Set down the material below word for word, starting at its first line and ending at the line that contains "372 348 423 372", with both of those lines included.

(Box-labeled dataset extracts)
begin

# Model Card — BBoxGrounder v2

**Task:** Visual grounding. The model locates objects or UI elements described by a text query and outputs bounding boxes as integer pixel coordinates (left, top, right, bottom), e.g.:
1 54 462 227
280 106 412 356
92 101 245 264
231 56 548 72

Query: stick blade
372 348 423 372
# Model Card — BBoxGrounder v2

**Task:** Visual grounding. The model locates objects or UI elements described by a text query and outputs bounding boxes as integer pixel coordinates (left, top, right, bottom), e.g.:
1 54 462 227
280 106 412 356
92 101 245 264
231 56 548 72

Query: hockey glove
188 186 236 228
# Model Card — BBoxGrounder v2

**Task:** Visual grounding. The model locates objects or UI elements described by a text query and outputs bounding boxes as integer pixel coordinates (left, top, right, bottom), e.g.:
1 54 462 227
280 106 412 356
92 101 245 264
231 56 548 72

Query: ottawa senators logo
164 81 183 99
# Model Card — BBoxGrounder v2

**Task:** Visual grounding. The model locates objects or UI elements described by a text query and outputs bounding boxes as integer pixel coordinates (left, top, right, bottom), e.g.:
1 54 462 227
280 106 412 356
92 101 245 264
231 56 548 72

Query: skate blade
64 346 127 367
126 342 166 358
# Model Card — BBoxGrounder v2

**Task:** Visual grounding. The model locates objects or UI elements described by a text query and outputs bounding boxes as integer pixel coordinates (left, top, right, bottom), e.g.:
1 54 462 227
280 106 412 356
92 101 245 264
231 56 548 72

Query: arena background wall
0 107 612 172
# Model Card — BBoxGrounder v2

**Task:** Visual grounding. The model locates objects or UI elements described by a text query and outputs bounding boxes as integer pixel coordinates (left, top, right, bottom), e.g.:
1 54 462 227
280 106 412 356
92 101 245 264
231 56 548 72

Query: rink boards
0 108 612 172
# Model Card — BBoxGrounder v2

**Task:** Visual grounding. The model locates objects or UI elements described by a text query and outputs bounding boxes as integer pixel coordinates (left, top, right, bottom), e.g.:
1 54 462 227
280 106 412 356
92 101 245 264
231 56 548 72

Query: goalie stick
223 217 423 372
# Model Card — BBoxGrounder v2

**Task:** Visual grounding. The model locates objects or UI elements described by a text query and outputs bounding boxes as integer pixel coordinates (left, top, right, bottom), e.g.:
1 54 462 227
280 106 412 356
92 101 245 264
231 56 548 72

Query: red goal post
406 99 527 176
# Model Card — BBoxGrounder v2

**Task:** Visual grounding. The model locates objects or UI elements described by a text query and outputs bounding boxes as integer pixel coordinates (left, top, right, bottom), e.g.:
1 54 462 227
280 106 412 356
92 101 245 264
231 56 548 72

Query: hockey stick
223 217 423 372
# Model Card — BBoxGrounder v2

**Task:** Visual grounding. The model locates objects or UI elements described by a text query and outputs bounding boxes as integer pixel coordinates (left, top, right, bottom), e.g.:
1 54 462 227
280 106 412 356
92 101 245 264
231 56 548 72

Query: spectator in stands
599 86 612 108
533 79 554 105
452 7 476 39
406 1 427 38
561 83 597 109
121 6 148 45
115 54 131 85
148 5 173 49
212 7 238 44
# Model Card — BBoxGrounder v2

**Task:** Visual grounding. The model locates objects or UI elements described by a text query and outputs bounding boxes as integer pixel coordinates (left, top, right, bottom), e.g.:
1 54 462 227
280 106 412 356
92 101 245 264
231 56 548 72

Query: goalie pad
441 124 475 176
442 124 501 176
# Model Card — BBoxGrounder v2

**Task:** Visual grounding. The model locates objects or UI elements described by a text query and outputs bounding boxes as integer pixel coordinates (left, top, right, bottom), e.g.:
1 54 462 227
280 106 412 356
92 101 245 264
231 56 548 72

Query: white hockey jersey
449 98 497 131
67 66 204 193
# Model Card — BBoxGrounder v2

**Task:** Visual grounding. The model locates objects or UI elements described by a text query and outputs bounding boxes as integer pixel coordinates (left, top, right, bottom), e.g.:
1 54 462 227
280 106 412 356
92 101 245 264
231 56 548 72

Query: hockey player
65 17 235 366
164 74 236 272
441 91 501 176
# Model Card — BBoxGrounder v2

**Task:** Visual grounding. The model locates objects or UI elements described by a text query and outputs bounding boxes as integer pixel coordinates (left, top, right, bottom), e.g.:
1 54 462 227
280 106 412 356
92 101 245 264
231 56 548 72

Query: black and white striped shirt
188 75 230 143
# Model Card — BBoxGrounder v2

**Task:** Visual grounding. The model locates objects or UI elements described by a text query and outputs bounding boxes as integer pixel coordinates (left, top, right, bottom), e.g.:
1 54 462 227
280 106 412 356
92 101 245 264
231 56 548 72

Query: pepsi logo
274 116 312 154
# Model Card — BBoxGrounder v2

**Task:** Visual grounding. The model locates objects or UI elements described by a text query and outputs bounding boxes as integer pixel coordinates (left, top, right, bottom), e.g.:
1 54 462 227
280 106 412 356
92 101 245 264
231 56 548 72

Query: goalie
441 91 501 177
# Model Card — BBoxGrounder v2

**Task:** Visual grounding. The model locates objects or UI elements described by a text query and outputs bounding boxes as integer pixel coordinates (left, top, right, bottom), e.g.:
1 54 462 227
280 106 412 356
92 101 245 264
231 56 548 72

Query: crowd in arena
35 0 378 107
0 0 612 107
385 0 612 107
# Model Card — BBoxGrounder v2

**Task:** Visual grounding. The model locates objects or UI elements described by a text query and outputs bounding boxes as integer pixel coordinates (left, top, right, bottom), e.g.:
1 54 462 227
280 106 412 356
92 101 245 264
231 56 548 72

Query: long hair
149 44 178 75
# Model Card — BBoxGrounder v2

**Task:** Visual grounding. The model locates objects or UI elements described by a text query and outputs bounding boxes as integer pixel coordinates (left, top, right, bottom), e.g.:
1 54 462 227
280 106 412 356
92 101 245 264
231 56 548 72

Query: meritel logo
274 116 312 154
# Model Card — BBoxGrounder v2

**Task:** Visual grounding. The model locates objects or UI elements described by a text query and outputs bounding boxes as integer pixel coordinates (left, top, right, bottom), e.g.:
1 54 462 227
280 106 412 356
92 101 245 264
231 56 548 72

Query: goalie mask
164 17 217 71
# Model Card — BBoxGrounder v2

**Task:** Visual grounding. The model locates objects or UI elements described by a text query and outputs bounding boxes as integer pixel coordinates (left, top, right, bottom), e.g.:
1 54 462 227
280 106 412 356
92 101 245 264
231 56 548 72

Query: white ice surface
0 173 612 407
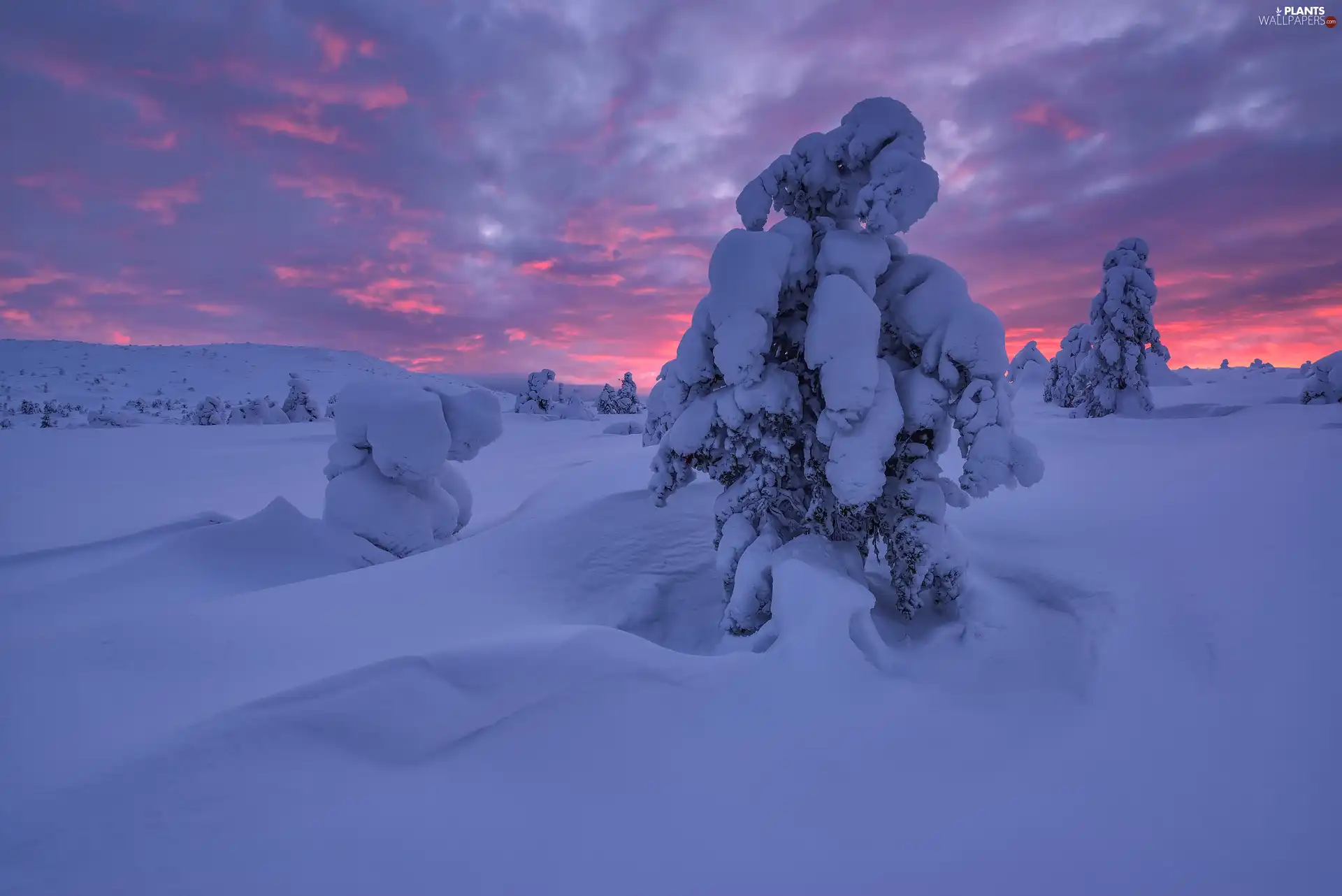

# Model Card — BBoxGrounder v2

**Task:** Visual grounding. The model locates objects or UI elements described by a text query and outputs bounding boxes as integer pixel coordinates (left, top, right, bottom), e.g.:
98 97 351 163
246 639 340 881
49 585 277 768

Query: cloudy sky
0 0 1342 381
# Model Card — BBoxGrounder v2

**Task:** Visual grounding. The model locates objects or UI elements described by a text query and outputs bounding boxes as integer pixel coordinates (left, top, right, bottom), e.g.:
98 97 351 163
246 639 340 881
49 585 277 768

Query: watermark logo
1259 7 1338 28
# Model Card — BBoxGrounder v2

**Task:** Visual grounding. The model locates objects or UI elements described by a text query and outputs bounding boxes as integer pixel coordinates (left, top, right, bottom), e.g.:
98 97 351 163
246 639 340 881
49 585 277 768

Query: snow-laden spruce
644 98 1043 633
280 373 322 423
512 368 560 414
324 381 503 556
1300 350 1342 405
1074 238 1170 417
596 370 643 413
1044 324 1090 407
187 396 228 426
1006 340 1048 385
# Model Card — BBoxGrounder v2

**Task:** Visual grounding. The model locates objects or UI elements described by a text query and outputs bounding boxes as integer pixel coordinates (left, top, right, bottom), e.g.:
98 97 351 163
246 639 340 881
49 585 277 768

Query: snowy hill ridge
0 340 512 425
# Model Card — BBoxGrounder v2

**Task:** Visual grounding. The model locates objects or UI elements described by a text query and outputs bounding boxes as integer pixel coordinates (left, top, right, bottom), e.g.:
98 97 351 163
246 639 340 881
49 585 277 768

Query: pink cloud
129 130 177 153
312 22 349 71
15 174 83 212
387 231 428 252
131 178 200 224
1012 99 1090 141
274 78 410 111
8 52 162 122
236 106 342 145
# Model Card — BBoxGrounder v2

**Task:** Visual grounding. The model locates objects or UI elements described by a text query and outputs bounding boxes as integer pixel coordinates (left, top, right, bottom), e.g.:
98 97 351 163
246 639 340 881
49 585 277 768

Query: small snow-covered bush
512 368 560 414
188 396 228 426
1075 238 1170 417
280 373 322 423
601 420 643 436
1006 340 1048 384
228 398 268 426
596 372 643 413
324 382 503 556
554 393 596 421
1300 352 1342 405
644 98 1043 635
1044 324 1090 407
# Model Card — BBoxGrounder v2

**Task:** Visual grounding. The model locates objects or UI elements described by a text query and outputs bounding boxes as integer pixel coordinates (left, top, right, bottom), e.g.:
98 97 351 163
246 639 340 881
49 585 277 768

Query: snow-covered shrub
188 396 228 426
1075 238 1170 417
1300 352 1342 405
1044 324 1090 407
512 368 560 413
644 98 1043 633
551 393 596 421
1006 340 1048 384
280 373 322 423
601 420 643 436
89 410 140 429
228 398 268 426
324 382 503 556
596 372 643 413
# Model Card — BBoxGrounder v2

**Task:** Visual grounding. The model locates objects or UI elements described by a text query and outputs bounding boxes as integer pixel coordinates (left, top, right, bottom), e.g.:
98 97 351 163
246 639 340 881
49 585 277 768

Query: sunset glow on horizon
0 0 1342 385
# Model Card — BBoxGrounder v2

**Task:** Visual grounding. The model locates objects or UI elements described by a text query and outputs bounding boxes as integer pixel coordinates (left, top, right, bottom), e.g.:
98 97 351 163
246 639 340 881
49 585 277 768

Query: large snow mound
0 372 1342 896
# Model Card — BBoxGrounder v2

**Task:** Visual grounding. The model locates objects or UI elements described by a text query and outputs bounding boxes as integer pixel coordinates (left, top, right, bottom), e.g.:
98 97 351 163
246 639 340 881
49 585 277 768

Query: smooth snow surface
0 348 1342 896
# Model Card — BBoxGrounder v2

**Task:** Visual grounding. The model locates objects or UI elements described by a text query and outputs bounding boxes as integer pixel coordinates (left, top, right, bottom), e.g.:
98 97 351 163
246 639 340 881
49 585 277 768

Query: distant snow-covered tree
1076 238 1170 417
1300 350 1342 405
512 368 560 414
644 98 1043 633
551 393 596 421
596 382 619 413
324 381 503 556
189 396 228 426
1044 324 1090 407
280 373 322 423
1006 340 1048 384
596 372 643 413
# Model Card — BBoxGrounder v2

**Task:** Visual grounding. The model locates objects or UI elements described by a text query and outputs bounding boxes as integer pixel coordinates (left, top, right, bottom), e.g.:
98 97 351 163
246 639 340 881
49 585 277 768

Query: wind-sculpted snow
0 386 1342 896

end

## Task answer
# Model Card — BBoxGrounder v2

**Task:** Visual grounding. The model locates objects or UI elements described by a text query and outputs bounding boxes as integer pixel coordinates (left, top, right, bottom), e.g.:
1 54 462 227
280 106 412 356
92 101 245 264
231 56 548 72

Query: stick blade
372 348 423 372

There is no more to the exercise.